Problem description:
Copy out the data below, putting "point" wherever "dot" occurs and leaving every other word untouched.

# # # # # # #

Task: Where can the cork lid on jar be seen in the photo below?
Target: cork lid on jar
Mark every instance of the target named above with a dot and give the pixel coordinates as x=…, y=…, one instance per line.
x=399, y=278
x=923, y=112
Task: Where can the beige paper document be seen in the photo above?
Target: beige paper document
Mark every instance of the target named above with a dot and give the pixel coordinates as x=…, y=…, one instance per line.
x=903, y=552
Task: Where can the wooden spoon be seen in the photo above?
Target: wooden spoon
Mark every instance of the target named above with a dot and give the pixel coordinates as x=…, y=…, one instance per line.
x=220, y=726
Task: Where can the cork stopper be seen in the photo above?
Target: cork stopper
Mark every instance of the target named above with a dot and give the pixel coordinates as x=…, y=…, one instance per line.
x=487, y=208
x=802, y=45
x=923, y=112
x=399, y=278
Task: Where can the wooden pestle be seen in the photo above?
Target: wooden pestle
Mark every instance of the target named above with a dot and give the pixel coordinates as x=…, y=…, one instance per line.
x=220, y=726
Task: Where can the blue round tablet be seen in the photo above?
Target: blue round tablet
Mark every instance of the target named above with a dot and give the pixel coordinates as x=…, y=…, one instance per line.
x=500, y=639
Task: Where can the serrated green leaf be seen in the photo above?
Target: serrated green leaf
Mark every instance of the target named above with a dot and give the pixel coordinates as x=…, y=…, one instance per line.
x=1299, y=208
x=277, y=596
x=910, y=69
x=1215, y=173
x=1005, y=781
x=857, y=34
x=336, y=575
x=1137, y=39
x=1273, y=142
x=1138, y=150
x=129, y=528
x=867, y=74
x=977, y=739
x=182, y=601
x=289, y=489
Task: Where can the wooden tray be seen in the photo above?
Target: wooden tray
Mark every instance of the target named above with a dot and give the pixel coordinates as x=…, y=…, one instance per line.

# # # # # # #

Complete response:
Task: Where can the cork lid on jar be seen in the photo below?
Target: cork lid on jar
Mark every instance of the target named above with a point and give the pixel coordinates as x=…, y=…, one instance per line.
x=399, y=278
x=923, y=112
Task: Where can the beige paper document be seen in the photo above?
Target: beige paper document
Mark every instance of the target named above with a point and give the pixel coordinates as x=…, y=…, one instance per line.
x=903, y=552
Task: Where can the wooden spoon be seen in the photo above?
Target: wooden spoon
Mark every instance of the target named above with a point and give the pixel coordinates as x=…, y=…, one instance per line.
x=220, y=726
Task: Where can the cork stopper be seen in the photo above?
Target: cork stopper
Mark every instance of the target named above with a point and give the pixel coordinates as x=…, y=…, one instance per line.
x=487, y=208
x=802, y=45
x=923, y=112
x=399, y=278
Task: Where can the wooden pestle be seen in the photo above?
Target: wooden pestle
Mark every instance of the target named above with a point and give the pixel coordinates as x=…, y=…, one instance per line.
x=220, y=726
Task: Where can the blue round tablet be seen in the photo above?
Target: blue round tablet
Mark every instance of the target named above with a point and give the pixel coordinates as x=…, y=…, one instance per line.
x=500, y=639
Task: Where can the serrated green leaf be seen in the photo above?
Target: serrated green leaf
Mark every instance of the target named above with a point and give the pixel coordinates as x=…, y=…, one instance per line.
x=1299, y=208
x=277, y=596
x=910, y=69
x=1215, y=173
x=1005, y=781
x=857, y=34
x=336, y=575
x=1137, y=39
x=1273, y=142
x=1138, y=150
x=129, y=528
x=867, y=74
x=977, y=739
x=182, y=601
x=289, y=489
Task: Where can the wooden tray be seen in the photo above?
Target: wooden tray
Mark every instance of the target named above with a point and give the pixel coordinates as x=…, y=…, one instance per line.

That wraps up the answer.